(Natural-language object grounding data)
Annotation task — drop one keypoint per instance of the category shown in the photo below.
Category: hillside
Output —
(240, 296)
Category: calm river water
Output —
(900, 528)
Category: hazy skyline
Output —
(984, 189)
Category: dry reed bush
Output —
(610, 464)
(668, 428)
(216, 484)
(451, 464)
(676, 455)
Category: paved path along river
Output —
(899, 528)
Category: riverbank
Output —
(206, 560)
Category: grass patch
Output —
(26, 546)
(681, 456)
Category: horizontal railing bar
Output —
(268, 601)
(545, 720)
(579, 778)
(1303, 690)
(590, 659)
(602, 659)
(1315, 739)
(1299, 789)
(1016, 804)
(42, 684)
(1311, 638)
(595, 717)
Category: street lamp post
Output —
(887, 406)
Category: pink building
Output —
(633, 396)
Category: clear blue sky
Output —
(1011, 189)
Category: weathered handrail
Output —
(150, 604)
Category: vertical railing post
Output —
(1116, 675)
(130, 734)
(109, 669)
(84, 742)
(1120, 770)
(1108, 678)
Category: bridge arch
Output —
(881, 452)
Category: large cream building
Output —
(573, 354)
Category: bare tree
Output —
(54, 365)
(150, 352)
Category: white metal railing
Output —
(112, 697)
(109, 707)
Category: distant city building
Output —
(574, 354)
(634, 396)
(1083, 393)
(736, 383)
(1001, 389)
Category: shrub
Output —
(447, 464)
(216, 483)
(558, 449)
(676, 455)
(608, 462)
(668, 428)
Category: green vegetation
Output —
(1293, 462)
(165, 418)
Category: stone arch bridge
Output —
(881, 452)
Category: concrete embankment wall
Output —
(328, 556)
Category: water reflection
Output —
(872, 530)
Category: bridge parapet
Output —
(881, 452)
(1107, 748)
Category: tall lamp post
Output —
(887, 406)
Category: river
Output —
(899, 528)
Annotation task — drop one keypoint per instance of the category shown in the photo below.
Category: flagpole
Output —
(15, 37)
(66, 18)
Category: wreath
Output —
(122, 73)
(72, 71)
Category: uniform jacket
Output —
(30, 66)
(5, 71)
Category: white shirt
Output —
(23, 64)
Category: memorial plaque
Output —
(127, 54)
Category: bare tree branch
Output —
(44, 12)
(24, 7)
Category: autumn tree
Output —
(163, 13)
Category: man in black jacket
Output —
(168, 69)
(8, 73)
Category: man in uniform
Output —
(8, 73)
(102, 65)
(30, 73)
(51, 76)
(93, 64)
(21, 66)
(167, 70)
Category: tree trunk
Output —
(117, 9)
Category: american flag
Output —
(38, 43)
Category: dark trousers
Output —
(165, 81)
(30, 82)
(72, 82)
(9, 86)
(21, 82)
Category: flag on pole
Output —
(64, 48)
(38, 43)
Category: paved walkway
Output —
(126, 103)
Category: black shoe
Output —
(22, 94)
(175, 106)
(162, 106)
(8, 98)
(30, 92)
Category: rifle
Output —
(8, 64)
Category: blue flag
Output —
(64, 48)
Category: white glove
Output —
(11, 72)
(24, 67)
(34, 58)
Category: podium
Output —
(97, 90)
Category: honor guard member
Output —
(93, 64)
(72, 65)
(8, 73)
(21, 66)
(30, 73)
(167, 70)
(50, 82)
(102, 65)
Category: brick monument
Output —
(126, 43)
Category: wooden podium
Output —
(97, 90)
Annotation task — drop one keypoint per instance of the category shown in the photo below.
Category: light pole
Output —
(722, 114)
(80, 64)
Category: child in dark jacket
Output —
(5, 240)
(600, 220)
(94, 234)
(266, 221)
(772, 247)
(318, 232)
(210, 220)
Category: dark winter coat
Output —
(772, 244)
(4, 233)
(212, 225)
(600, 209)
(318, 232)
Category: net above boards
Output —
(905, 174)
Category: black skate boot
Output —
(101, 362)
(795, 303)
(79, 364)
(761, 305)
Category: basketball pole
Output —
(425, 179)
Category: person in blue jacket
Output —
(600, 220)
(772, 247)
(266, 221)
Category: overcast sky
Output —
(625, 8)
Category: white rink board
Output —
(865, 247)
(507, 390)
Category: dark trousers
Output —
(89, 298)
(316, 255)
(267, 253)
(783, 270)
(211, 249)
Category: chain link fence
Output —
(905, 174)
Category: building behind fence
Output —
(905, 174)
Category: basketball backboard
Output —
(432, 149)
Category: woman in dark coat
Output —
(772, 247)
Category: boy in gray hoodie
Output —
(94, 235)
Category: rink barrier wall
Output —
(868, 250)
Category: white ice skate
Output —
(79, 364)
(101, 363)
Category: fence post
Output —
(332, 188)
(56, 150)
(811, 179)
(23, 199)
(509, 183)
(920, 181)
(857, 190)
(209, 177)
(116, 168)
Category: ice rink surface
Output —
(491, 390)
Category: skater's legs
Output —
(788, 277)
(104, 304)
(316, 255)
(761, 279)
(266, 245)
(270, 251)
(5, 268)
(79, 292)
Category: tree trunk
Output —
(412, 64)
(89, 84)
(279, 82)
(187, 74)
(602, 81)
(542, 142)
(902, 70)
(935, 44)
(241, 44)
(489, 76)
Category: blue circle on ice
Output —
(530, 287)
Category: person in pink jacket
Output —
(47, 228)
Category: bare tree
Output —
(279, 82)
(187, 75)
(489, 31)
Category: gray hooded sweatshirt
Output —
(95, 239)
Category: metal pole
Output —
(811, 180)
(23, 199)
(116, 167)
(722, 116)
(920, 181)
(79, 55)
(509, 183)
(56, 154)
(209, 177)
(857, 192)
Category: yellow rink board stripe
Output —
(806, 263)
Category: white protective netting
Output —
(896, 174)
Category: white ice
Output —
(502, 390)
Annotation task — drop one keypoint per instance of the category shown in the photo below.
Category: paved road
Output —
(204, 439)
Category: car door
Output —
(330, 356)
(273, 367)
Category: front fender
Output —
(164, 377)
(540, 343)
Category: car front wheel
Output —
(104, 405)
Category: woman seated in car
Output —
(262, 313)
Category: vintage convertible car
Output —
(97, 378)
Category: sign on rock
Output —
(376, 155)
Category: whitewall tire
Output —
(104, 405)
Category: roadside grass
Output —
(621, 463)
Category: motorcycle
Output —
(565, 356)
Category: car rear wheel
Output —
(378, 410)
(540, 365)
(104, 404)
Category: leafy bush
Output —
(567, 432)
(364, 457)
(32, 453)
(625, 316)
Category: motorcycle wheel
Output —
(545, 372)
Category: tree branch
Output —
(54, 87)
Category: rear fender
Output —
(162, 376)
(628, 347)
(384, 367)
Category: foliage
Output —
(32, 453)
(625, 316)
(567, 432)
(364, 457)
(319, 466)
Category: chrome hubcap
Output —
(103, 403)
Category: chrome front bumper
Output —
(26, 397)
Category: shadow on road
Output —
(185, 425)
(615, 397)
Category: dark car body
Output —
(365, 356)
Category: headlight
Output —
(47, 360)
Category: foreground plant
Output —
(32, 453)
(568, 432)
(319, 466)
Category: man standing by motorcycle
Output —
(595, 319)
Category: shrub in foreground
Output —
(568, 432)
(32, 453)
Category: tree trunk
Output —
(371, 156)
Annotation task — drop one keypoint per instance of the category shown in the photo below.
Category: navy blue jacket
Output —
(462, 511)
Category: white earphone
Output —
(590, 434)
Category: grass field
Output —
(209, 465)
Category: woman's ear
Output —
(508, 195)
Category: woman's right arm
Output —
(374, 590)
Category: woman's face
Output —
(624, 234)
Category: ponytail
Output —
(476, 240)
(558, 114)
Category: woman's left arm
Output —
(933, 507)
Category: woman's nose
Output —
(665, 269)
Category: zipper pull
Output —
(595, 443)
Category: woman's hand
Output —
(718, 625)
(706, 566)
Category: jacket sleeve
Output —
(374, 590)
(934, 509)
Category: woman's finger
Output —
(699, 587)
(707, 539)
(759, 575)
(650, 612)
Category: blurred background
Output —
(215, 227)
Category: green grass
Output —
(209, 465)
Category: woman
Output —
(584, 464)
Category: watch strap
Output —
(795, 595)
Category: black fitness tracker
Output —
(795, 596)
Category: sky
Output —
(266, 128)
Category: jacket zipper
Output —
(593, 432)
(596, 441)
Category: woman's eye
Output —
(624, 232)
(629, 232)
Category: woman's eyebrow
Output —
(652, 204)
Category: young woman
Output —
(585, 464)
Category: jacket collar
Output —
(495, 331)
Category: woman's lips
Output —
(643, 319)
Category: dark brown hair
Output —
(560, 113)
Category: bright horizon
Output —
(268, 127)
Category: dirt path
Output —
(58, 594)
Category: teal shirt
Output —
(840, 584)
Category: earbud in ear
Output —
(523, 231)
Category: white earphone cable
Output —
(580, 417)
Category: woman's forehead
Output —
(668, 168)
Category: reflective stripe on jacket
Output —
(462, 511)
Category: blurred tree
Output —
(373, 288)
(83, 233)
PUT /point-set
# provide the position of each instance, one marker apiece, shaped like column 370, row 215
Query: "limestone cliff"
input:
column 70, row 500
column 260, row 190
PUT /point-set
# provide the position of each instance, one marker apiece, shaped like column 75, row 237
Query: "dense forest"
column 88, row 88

Exercise directions: Beginning at the top of the data, please return every line until and including the line containing "Category: dry reed bush", copied exactly, and nothing past it.

Your solution:
Annotation task — drop one keypoint per instance of the category shown in the photo below.
Category: hillside
Output —
(240, 296)
Category: calm river water
Output —
(900, 528)
Category: hazy skyline
Output —
(984, 189)
Category: dry reed bush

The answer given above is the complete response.